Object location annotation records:
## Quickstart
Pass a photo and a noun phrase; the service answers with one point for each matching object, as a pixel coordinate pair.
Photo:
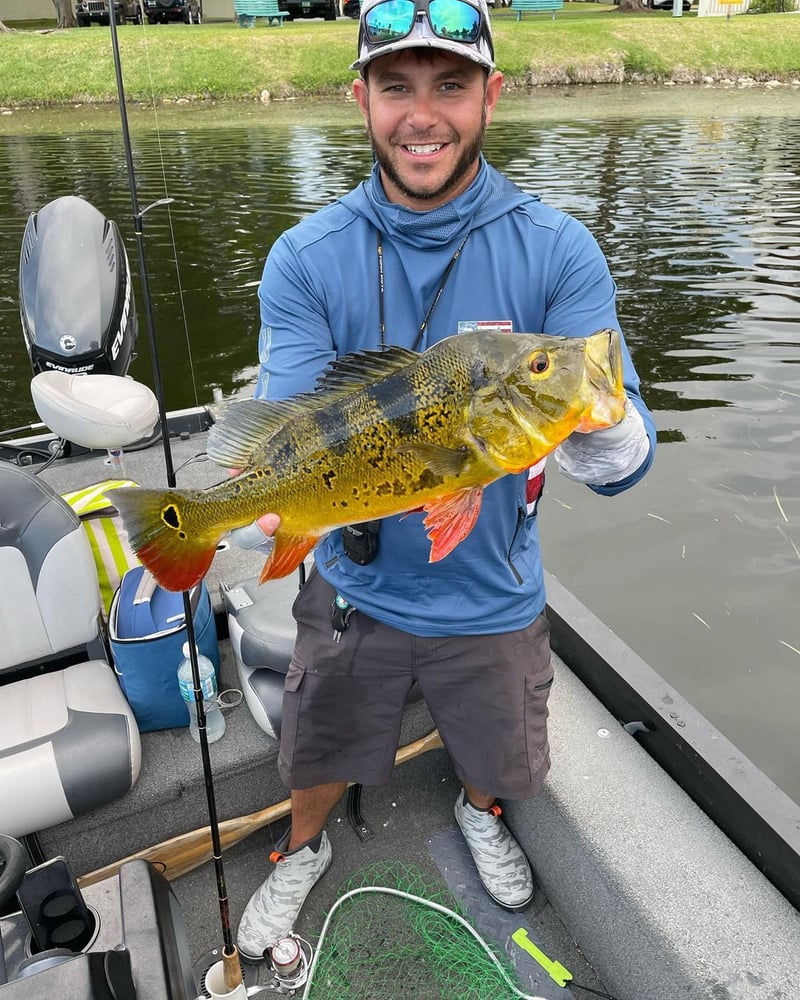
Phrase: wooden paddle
(187, 851)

▸ **Directions for this task**
Render these records as a two-column CSV with the headers "query" and "location", giving one row for each record: its text in the first quoted field and its answer in the second, with line breaks replaced by spaces. Omit the pictures from the output.

▸ **Answer to the task**
query,location
"## Quickstart Pass a photo and a noun phrase; the service answers with one point for each matching object, as a pixel coordinate pair. Photo: Phrase: wooden paddle","(187, 851)"